South African Xhosa composer (c. 1873 – 1905)

Enoch Mankayi Sontonga (c. 1873 – 18 April 1905) was a South African composer, who is best known for writing the Xhosa hymn "Nkosi Sikelel' iAfrika" ("God Bless Africa"), which, in abbreviated version, has been sung as the first half of the national anthem of South Africa since 1994. Previously, it had been the official anthem of the African National Congress since 1925. This song was first adopted by Tanganyika as the national anthem, as a translated Swahili version, in 1961 following independence from Great Britain. In 1964, Zambia also adopted it as its national anthem, followed by Botswana and Zimbabwe (who translated into Shona, "Ishe Komborera Afrika") from 1980 until 1994. South Africa adopted it as its national anthem in 1994.

==Early life and education==

Sontonga, a Xhosa, was born in the city of Uitenhage in the Eastern Cape Colony. He trained as a teacher at the Lovedale Institution and subsequently worked as a teacher and choirmaster at the Methodist Mission school in Nancefield, near Johannesburg for eight years.

==Career==
The first verse and chorus of "Nkosi Sikelel' iAfrika" was composed in 1897 and it was originally intended to be a school anthem. Some sources say he wrote the tune the same year. It was first sung in public in 1899 at the ordination of Reverend Mboweni, who was the first Tsonga Methodist minister. Later, the Xhosa poet Samuel Mqhayi wrote a further seven verses.

Sontonga died on 18 April 1905 of gastroenteritis and a perforated appendix, a common cause of death at the time due to unsafe drinking water.
————————
▸ Instructions:
1 > Answer these questions using the text about Enoch Sontonga:
(a) At which institution did Sontonga train as a teacher?
(b) In what year were the first verse and chorus of "Nkosi Sikelel' iAfrika" composed?
(c) Which poet wrote a further seven verses of the hymn?
2 > Carry on the text about Enoch Sontonga, starting after its final sentence.
The material that comes next is drawn from a different source than the text about Enoch Sontonga.

▸ Stored data:
————————
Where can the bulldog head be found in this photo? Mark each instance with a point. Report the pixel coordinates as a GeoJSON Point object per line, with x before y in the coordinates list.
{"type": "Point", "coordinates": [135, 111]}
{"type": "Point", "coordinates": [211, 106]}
————————
▸ Answer section:
1 >
(a) The Lovedale Institution
(b) 1897
(c) Samuel Mqhayi

2 >
==Personal life==
Sontonga married Diana Mgqibisa, the daughter of a minister in the African Methodist Episcopal Church, and they had a son. Mgqibisa died in 1939.

==Legacy==
The song started to be more well known after John Langalibalele Dube's Ohlange Institute's choir used it. They played it at the South African Native National Congress meeting in 1912. It was sung after the closing prayer and the ANC adopted it as its official closing anthem in 1925. It was recorded in London as "Nkosi sikelel' iAfrika" in 1923 and it was published by the Lovedale Press in 1927.

For many years, the site of Sontonga's grave was unknown, but it was finally located in the "Native Christian" section of the Braamfontein cemetery in the early-1990s. One of the reasons why the location of his grave remained a mystery is that it was listed under the name "Enoch" and not by his surname "Sontonga".

On 24 September 1996, Sontonga's grave was declared a national monument and a memorial on the site was unveiled by then-President Nelson Mandela. At the same ceremony, the South African Order of Meritorious Service (Gold) was bestowed on Enoch Sontonga posthumously.